_EXERCISE OBJECTIVE_
Please reproduce, word for word, the passage of the excerpt on Keep's finances below between "Keep’s healthy revenue" and "and nine months.", inclusive.

_DOCUMENT EXCERPT_
○ ○ ○
The company’s IPO application shows it has three main revenue sources: sales of its own products on its own and third-party e-commerce platforms; subscription and other paid online content; and advertising and other services. They yielded 639 million yuan ($101 million), 380 million yuan and 140 million yuan, respectively, in the first three quarters of last year, up anywhere from 33.6% to 52.4%.

Lavish spending

Keep’s healthy revenue growth is still mainly driven by its lavish spending. In the first three quarters of last year, its sales and marketing expenses surged by 3.4 times to 818 million yuan, equal to more than 70% of total revenue. Keep explained by citing a strategic need to spend more to acquire users and promote its brand. From a more cynical perspective, one might see that as another way of saying it’s trying to beef up its financials to ensure a successful IPO.

The spending spree has come at a cost. Keep lost a total of 2.46 billion yuan in the first nine months of last year, up 68.2% from the same period a year earlier. Combined with the 2.24 billion yuan it lost in 2020 and 730 million yuan in 2019, it has lost a hefty 5.43 billion yuan ($860 million) in the course of just the past two years and nine months.

The company’s money-burning ways haven’t hurt its attractiveness to big-shot investors. All told, it has secured a total of $650 million in nine rounds of fundraising from investors like Tencent (0700.HK), Hillhouse Capital and 5Y Capital, an investment firm owned by Hong Kong real-estate tycoon Ronnie Chan. Softbank’s Vision Fund also led its series-F funding at the end of 2020, helping the company raise $356 million and obtain a $2 billion valuation. Its valuation rose further still to $2.49 billion after a series-F-1 round at the end of last year.

The company was sitting on 1.67 billion yuan in cash and cash equivalents at the end of last September, so it’s not about to lose its mojo at any moment. But it is feeling pressure from early investors who are looking to exit. Venture capital investors usually wait five to seven years to cash out of their investments, and it has now been seven years since Keep closed its first funding round. So the company may be eager to go public now to give those investors a chance to cash out while tech stocks are still relatively hot. 

Discipline to bring freedom?
○ ○ ○
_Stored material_
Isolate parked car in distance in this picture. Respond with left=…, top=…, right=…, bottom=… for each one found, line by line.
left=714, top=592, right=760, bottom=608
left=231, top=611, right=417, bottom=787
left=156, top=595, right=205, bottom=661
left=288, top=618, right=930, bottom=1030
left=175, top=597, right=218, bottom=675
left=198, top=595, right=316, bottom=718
○ ○ ○
_FINISHED EXERCISE_
Keep’s healthy revenue growth is still mainly driven by its lavish spending. In the first three quarters of last year, its sales and marketing expenses surged by 3.4 times to 818 million yuan, equal to more than 70% of total revenue. Keep explained by citing a strategic need to spend more to acquire users and promote its brand. From a more cynical perspective, one might see that as another way of saying it’s trying to beef up its financials to ensure a successful IPO.

The spending spree has come at a cost. Keep lost a total of 2.46 billion yuan in the first nine months of last year, up 68.2% from the same period a year earlier. Combined with the 2.24 billion yuan it lost in 2020 and 730 million yuan in 2019, it has lost a hefty 5.43 billion yuan ($860 million) in the course of just the past two years and nine months.